*What you will do*.
For the string "hand", find every matching line in the records and copy it.
Data section start
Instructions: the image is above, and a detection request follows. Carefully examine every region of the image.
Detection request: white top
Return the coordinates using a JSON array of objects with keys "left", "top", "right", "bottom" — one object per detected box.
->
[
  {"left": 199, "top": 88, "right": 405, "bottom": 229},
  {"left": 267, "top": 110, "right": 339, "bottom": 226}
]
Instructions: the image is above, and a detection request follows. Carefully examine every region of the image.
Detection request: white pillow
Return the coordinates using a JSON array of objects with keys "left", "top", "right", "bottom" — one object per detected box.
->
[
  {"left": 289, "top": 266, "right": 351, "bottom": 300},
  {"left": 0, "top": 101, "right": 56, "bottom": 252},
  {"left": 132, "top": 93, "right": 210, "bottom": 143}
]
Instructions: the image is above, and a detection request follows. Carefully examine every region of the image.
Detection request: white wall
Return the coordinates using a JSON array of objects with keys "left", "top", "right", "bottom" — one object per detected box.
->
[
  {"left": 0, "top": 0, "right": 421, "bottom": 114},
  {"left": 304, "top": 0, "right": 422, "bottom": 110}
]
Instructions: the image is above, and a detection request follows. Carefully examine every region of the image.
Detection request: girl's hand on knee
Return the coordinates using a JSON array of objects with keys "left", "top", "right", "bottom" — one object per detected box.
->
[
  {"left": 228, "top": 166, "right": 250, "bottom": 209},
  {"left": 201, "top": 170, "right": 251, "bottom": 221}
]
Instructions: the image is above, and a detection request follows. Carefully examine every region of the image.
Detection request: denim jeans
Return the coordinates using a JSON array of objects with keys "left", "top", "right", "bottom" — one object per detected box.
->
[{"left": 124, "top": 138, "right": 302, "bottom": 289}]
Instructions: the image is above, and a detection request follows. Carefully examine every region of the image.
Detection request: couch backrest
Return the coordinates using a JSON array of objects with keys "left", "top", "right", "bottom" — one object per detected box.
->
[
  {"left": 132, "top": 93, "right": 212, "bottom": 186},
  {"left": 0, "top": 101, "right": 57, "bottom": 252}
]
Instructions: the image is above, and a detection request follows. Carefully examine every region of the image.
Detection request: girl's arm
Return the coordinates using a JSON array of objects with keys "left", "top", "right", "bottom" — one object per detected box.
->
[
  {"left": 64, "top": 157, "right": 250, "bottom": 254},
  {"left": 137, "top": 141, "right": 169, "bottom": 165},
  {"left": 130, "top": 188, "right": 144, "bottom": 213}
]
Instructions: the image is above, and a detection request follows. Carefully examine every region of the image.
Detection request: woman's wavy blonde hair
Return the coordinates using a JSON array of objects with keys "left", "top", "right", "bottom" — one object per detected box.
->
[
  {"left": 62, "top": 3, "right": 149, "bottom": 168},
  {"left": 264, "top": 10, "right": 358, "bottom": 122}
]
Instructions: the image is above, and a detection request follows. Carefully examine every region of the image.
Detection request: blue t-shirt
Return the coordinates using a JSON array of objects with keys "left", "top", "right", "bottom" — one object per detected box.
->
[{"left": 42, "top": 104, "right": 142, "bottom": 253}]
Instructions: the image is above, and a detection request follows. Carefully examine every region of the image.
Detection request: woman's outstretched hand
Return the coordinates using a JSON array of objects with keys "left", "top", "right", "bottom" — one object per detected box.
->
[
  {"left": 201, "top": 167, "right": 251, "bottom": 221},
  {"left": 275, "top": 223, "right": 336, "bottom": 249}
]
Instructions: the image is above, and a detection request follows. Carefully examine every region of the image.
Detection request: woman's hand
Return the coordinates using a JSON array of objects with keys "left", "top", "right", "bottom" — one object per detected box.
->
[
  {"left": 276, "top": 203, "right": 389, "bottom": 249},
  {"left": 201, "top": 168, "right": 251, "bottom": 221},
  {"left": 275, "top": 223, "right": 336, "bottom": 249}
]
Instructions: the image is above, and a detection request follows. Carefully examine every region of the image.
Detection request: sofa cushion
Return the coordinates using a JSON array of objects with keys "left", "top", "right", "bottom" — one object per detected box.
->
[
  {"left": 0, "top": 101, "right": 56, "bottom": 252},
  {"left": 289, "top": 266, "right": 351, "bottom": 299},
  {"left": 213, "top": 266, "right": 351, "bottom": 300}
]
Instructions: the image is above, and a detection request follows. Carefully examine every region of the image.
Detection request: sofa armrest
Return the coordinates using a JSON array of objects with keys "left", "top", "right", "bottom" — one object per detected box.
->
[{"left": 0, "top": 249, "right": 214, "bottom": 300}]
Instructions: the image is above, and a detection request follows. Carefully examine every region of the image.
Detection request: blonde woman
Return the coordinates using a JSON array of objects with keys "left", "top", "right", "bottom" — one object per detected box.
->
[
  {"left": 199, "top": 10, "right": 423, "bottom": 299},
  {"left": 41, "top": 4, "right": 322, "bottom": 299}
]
Data section end
*Response area*.
Detection request: girl's hand on knee
Detection request: woman's outstretched hand
Detection request: woman's hand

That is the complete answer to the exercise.